#### Text segment:
↓↓↓
Softball is characterized by the role of the defensive player (pitcher) and the offensive player (batter) being different. The interpersonal distance between a pitcher and a batter is fixed, unlike in martial arts. Under this task constraint, a pitcher tries to be prevent the batter from successfully hitting the ball; this is done by increasing the ball speed and/or changing the direction of a thrown ball. Meanwhile, a batter must perform a striking motion to the thrown ball in less than 0.5 s of the ball travel time to not fail [20].

Under these task constraints, the preparatory movements are important in succeeding in various striking motions. The preparatory movements are crucial movements for the main movements because they affect the bat–ball contact and outcome. For example, in vertical jump, the preparatory movement (e.g., knee bending) correlates to the jumping height. Similarly, in striking motions, larger preparatory movements are required for a longer ball flight. According to the fast-pitch softball rules in Japan, a rubber ball is used up to high school for safety reasons, while a leather ball is used by college and league players. The ball is created by covering the core part (compressed cork material) with rubber or leather [21]. A leather ball has higher stiffness than a rubber ball. Hence, if a batter hits a rubber ball and a leather ball with the same force, some parts of the energy of the collision with the rubber ball are used for deformation. As a result, the ball flying distance for the leather ball is greater than that for the rubber ball. If a batter aims to obtain the same ball flying distance, a larger preparatory movement is required when hitting a rubber ball compared to hitting a leather ball. The magnitude of the preparatory movement would be affected by these material properties; thus, these properties are considered as tool constraints for the batter.
↑↑↑
#### Material shown:
↓↓↓
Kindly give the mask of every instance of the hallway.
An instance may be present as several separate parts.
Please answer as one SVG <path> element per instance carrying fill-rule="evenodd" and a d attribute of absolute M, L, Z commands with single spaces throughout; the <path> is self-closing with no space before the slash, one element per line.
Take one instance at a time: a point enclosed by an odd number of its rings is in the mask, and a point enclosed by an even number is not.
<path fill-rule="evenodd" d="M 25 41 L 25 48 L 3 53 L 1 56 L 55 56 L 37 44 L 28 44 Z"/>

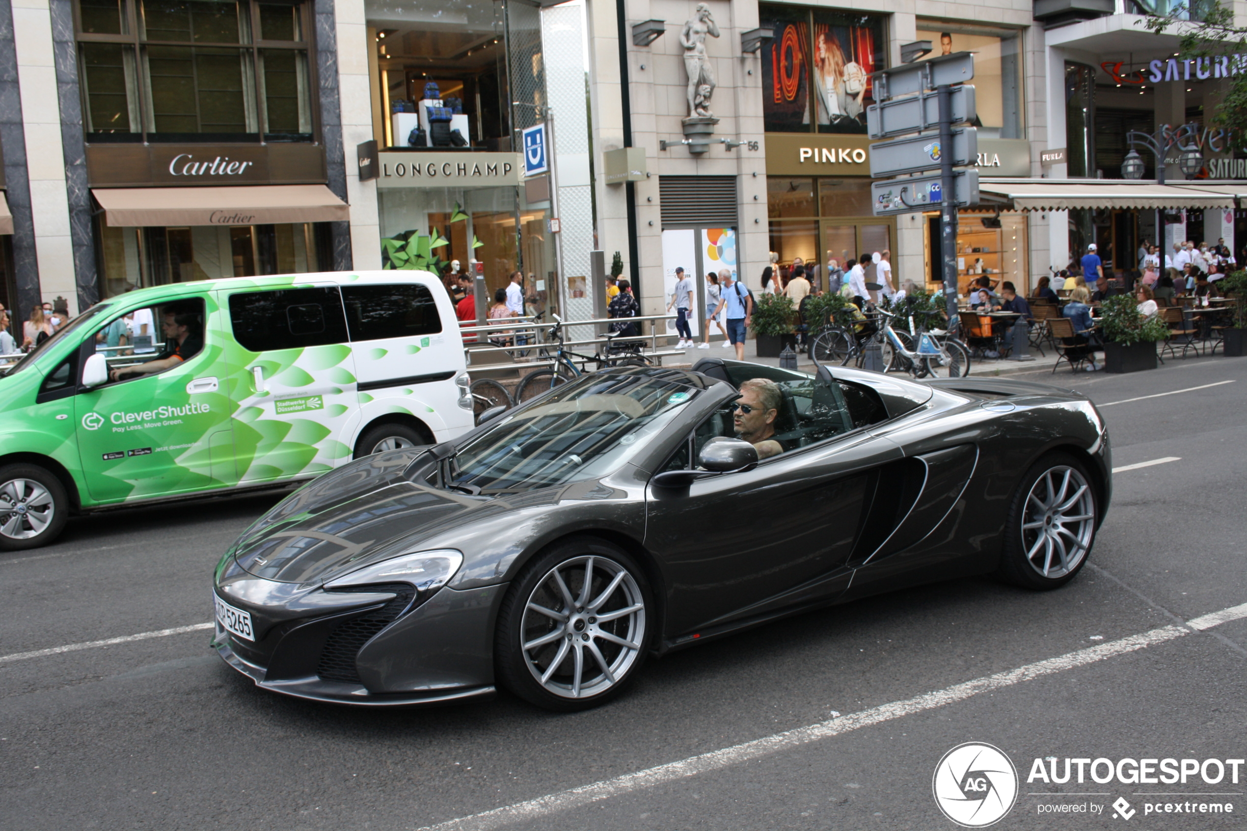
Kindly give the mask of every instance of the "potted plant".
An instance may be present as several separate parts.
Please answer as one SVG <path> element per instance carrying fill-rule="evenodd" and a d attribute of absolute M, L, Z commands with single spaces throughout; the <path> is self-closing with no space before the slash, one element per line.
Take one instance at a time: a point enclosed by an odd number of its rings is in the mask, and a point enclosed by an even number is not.
<path fill-rule="evenodd" d="M 1223 353 L 1227 358 L 1247 355 L 1247 270 L 1231 272 L 1221 280 L 1221 288 L 1233 294 L 1237 303 L 1231 306 L 1235 313 L 1235 325 L 1226 329 Z"/>
<path fill-rule="evenodd" d="M 778 358 L 786 345 L 797 345 L 793 324 L 797 309 L 782 294 L 762 294 L 753 309 L 753 334 L 758 339 L 758 358 Z"/>
<path fill-rule="evenodd" d="M 1156 369 L 1156 341 L 1168 336 L 1168 326 L 1160 315 L 1140 314 L 1135 299 L 1125 294 L 1106 298 L 1100 309 L 1104 315 L 1104 371 Z"/>

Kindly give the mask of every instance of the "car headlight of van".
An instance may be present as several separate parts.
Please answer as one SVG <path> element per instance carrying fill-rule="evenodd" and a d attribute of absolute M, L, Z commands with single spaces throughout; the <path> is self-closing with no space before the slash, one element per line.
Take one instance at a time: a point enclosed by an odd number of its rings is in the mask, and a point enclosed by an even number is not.
<path fill-rule="evenodd" d="M 453 548 L 418 551 L 364 566 L 325 583 L 324 588 L 342 591 L 377 583 L 410 583 L 420 594 L 430 594 L 445 586 L 463 562 L 463 552 Z"/>
<path fill-rule="evenodd" d="M 455 386 L 459 387 L 459 406 L 471 410 L 471 378 L 466 370 L 455 376 Z"/>

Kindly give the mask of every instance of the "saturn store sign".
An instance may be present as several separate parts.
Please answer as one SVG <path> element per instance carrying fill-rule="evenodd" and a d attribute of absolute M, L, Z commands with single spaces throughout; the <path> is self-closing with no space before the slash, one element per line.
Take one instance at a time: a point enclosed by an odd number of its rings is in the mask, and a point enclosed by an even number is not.
<path fill-rule="evenodd" d="M 379 153 L 379 188 L 480 188 L 518 186 L 519 153 Z"/>

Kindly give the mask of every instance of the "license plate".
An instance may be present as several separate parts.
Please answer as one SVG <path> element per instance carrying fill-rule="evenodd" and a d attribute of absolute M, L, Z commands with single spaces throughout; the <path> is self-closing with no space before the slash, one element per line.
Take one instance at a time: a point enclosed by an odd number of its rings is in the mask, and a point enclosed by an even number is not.
<path fill-rule="evenodd" d="M 233 608 L 216 594 L 212 596 L 212 603 L 217 609 L 217 622 L 224 627 L 226 632 L 236 634 L 239 638 L 246 638 L 247 640 L 256 640 L 256 634 L 251 628 L 249 612 Z"/>

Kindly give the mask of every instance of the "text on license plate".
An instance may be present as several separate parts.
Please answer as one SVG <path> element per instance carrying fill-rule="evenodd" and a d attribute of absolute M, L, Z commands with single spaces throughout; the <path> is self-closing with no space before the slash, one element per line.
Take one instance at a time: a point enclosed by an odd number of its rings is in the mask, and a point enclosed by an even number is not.
<path fill-rule="evenodd" d="M 233 608 L 216 594 L 212 596 L 212 603 L 216 605 L 217 620 L 224 627 L 226 632 L 231 632 L 247 640 L 256 639 L 256 634 L 251 628 L 249 612 Z"/>

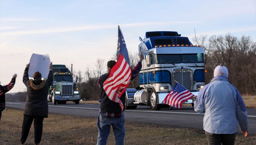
↑↑↑
#### Required task 1:
According to the softball passage, what type of ball do college and league players use under the fast-pitch softball rules in Japan?
#### Required task 2:
Please go on with the softball passage from the point where it ends.
You won't need the entries here.

#### Right answer 1:
A leather ball.

#### Right answer 2:
Previous research showed that the preparatory movement also changes depending on the temporal constraints like ball speed. For example, expert baseball batters exploit earlier visual information such as the throwing movement of the pitcher because the available visual information for the batter decreases corresponding to the decreasing ball viewing time. As a result, the initiation time of expert striking motion is earlier than that of a less expert [22]. These results suggest that experts not only can more accurately predict the ball speed and direction but also perform their striking motion, including the preparatory movement, earlier [13]. Temporal constraints generally correspond to the skill level of the player. Consequently, players who compete at higher competition levels would initiate the striking motion earlier. We define the time duration from the pitcher’s ball release to the bat–ball contact, called “ball travel time,” as a temporal constraint for the batter. According to this definition, the decrease of the ball travel time means an increase in temporal constraints. When the ball travel time decreases, the batter has less time to visually assess the details of the ball, such as the ball trajectory, speed, and location, and successful striking motions would be more difficult. In other words, the temporal constraints for the batter increase in the order of high school, college, and league.

Thus, the initiation time and the magnitude of the preparatory movements would be characterized by the striking motions in softball. As summarized, in terms of the relationship between the task constraints and the preparatory movements for batters in softball, greater temporal constraints affect the initiation time of the preparatory movements, and high tool constraints (e.g., material properties of the ball) affect the magnitude of the preparatory movements.

We examined the effects of temporal and tool constraints on the preparatory movement by investigating the striking motion of fast-pitch softball to understand how players solve the task as a task-oriented behavior under various task constrains. To this end, we compared the preparatory movements of Japanese softball players among different competitive categories, which also have different temporal and tool constraints.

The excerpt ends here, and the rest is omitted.